→ EXCERPTED TEXT

## start

Charles J. Sykes, is the author of eight previous books including "A Nation of Victims," "Dumbing Down Our Kids," "Profscam," "The Hollow Men," "The End of Privacy," "50 Rules Kids Won't Learn in School, "A Nation of Moochers," and "Fail U."
Charlie identifies as a conservative, but in "How the Right Lost Its Mind," he presents an impassioned, regretful and deeply thoughtful account of how the American conservative movement came to lose its values. How did a movement that was defined by its belief in limited government, individual liberty, free markets, traditional values and civility find itself embracing bigotry, political intransigence, demagoguery and outright falsehood? This book looks hard at the Trump era to ask: How did the American conservative movement lose so many traditional values?

## end

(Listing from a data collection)
## start

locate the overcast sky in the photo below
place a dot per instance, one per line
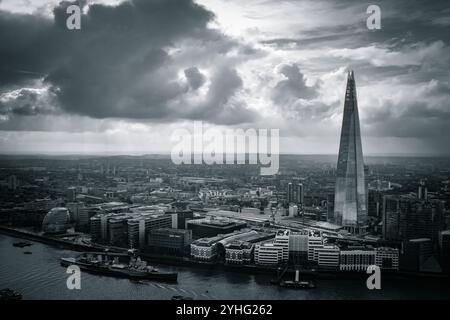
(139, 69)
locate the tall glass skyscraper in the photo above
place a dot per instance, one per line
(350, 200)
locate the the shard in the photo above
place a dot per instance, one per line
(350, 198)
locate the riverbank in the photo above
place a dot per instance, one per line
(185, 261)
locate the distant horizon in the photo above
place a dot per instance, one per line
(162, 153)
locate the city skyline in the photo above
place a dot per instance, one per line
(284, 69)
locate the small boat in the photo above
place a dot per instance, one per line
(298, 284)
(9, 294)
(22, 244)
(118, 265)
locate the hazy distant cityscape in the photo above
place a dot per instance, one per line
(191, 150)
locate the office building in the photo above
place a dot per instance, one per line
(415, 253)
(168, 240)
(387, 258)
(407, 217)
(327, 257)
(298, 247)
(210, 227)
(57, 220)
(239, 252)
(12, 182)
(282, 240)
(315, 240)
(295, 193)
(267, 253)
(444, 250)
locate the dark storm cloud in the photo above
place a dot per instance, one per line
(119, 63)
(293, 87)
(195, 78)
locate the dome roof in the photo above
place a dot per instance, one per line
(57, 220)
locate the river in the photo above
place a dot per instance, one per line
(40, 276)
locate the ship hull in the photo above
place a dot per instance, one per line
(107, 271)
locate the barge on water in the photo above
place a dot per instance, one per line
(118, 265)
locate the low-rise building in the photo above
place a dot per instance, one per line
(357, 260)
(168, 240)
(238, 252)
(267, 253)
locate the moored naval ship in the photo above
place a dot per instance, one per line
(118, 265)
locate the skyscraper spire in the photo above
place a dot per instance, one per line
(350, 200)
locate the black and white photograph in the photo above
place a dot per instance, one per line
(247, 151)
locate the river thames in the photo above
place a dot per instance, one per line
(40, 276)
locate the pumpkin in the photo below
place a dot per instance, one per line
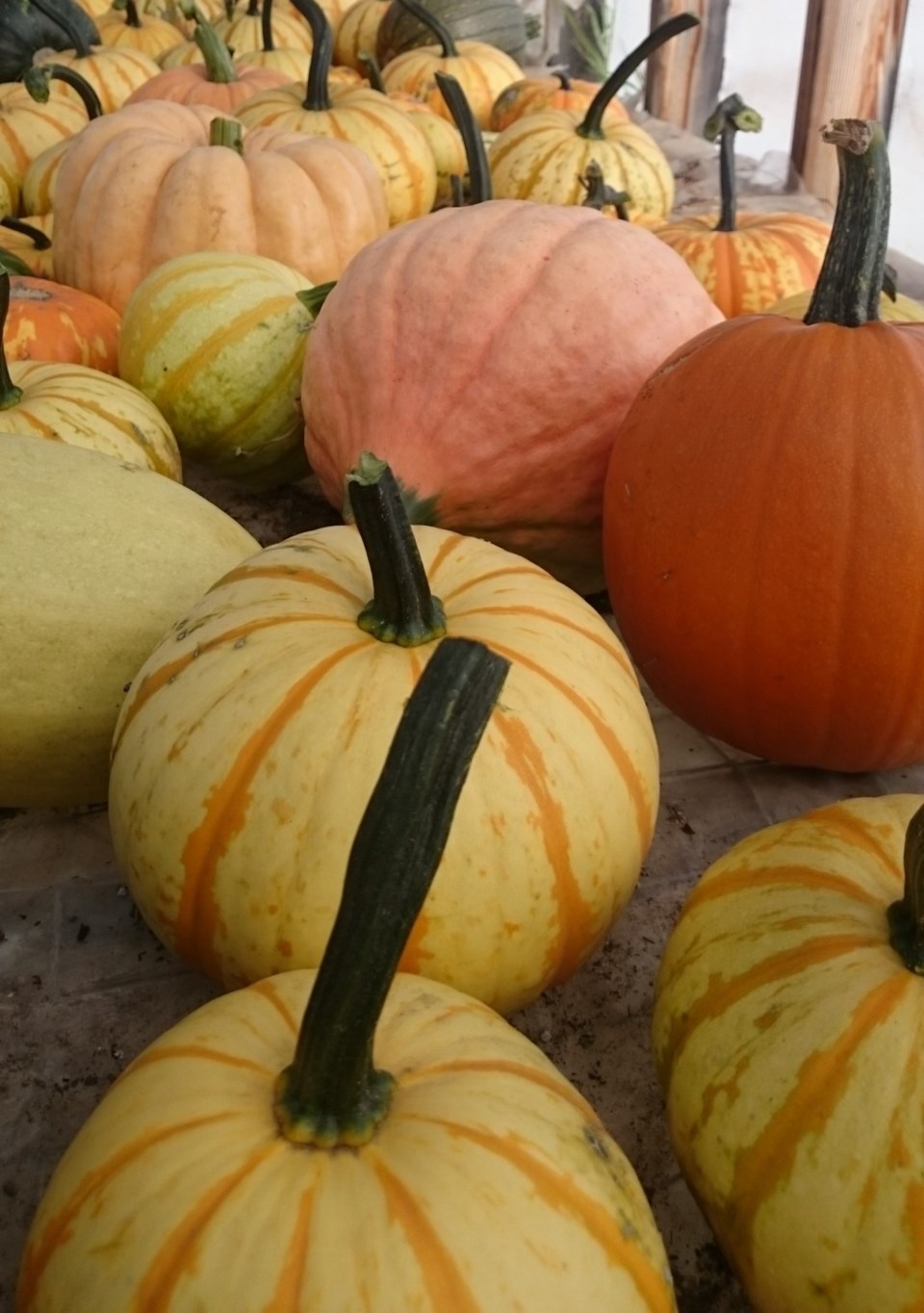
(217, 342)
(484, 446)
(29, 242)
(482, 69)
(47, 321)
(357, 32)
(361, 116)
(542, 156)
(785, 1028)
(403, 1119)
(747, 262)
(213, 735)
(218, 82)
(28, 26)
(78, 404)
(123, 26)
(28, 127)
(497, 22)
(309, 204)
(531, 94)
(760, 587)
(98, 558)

## end
## start

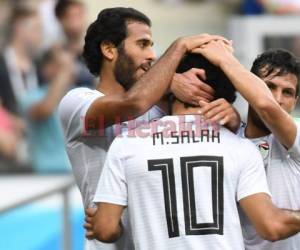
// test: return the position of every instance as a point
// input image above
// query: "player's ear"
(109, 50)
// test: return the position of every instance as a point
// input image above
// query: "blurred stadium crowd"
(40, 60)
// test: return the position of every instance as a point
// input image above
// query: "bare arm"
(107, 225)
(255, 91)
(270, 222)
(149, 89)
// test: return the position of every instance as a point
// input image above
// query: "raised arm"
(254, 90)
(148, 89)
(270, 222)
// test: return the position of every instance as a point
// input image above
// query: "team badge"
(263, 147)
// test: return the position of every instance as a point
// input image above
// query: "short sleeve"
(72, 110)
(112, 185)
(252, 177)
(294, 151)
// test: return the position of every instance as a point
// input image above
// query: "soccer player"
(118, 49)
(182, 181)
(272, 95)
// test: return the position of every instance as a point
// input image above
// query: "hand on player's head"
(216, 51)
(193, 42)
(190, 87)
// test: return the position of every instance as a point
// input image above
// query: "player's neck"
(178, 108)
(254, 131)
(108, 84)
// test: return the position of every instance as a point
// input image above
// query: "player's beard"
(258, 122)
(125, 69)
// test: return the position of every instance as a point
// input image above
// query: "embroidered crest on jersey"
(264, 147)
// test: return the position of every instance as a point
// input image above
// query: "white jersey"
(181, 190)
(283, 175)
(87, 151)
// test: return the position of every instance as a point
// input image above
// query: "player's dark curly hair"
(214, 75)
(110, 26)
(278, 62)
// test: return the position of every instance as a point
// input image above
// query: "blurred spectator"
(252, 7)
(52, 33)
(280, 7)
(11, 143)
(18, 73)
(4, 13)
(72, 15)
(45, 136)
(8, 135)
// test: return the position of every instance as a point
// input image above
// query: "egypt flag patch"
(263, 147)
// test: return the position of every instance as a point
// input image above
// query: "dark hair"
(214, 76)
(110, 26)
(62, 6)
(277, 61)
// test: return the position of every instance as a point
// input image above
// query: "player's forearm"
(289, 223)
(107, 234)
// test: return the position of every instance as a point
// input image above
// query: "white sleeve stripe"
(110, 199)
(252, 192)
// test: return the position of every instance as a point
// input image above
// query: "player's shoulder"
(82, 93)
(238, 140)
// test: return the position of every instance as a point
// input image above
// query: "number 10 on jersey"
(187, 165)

## end
## start

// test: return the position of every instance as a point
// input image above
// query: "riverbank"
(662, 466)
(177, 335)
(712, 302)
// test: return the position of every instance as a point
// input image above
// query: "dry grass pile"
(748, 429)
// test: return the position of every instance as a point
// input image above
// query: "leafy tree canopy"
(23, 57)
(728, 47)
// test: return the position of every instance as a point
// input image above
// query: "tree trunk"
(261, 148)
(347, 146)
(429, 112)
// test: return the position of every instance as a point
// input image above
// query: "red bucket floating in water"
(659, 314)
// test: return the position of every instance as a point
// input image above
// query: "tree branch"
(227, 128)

## end

→ EXERCISE SET
**1.** In the description of Sykes's book, which beliefs are said to have defined the conservative movement? List every one.
**2.** Reproduce a part of the description of Sykes's book word for word. Begin at the words "Charlie identifies as" and stop after "many traditional values?".
**3.** Take the description of Sykes's book further, picking up after its last sentence.
This listing comes from a different source than the description of Sykes's book.

→ TASK RESULTS
**1.** limited government, individual liberty, free markets, traditional values, civility

**2.**
Charlie identifies as a conservative, but in "How the Right Lost Its Mind," he presents an impassioned, regretful and deeply thoughtful account of how the American conservative movement came to lose its values. How did a movement that was defined by its belief in limited government, individual liberty, free markets, traditional values and civility find itself embracing bigotry, political intransigence, demagoguery and outright falsehood? This book looks hard at the Trump era to ask: How did the American conservative movement lose so many traditional values?

**3.**
Until he stepped down in December 2016 after 23 years, Sykes was one of Wisconsin's top-rated and most influential conservative talk show hosts. He is now an NBC/MSNBC contributor and a contributing editor for The Weekly Standard, where he also hosts the magazine’s daily podcast. In 2017, he was co-host of the national public radio show, "Indivisible," which originated from WNYC. Sykes has written extensively for The New York Times, the Wall Street Journal, Politico, New York Review of Books, Newsweek, Time.com, and other national publications. He has appeared on Meet the Press, the Today Show, ABC's This Week, Real Time with Bill Maher, as well as on PBS, CNN, Fox News, the BBC, and NPR.
Sykes is a member of the Knight Commission on Trust, Media, and Democracy and sits on the Advisory Committee for the Democracy Fund.
He lives in Mequon, Wisconsin with his wife and three dogs. He has three children and two grandchildren and spends way too much time on Twitter.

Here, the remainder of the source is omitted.